##### Data for processing
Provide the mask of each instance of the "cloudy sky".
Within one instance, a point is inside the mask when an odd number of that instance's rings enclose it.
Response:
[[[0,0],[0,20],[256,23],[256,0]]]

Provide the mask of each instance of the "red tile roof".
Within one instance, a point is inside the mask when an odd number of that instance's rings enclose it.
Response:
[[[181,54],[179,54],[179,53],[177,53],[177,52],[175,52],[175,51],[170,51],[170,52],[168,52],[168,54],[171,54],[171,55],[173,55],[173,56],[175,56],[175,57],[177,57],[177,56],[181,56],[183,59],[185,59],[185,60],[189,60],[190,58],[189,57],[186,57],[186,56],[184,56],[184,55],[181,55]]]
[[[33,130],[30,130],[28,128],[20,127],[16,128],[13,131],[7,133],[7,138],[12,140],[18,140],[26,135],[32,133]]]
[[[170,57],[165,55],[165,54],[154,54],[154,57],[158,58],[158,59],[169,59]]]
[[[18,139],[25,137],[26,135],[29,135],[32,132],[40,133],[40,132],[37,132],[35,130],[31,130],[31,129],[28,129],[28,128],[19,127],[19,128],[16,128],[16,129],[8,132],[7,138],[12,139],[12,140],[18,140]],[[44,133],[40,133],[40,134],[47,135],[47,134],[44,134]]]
##########
##### Data for processing
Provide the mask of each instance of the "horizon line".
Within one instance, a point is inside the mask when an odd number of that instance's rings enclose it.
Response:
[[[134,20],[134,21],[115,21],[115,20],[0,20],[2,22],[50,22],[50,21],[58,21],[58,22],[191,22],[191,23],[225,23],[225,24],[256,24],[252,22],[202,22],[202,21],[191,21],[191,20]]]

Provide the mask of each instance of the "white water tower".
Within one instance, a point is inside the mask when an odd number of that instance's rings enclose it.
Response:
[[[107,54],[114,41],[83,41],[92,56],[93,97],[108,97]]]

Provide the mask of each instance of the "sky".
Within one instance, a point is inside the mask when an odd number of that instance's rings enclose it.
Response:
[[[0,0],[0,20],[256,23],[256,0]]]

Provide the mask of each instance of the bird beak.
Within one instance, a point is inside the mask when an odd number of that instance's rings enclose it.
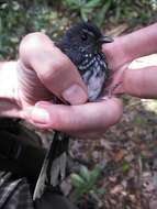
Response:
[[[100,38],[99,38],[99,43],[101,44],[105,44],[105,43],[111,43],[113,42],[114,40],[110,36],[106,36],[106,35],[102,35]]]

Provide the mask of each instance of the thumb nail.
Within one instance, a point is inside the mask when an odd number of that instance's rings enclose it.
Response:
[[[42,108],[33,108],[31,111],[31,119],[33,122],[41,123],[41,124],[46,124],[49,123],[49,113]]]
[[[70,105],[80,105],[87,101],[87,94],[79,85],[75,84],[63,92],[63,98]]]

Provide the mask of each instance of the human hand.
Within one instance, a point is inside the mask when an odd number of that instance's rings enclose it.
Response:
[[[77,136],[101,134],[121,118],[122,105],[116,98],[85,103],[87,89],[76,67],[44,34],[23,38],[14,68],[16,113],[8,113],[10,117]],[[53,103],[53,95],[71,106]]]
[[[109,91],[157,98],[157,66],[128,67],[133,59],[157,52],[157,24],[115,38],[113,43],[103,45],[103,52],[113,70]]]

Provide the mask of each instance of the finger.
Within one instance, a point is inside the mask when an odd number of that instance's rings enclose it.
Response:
##########
* Work instructions
Pick out each line of the data above that contains the word "Provide".

* Solved exercise
Provide the mask of each instance of the "cloudy sky".
Provide the mask of each instance of the "red tile roof".
Provide the mask of each instance of the "horizon line".
Provide the mask of each instance of the "white water tower".
Provide the mask of each instance of the "sky".
Provide the mask of each instance of the bird beak.
Provide the mask of each instance of the thumb nail.
Provide the mask of each instance of the human hand.
Provide the mask of each instance of the finger.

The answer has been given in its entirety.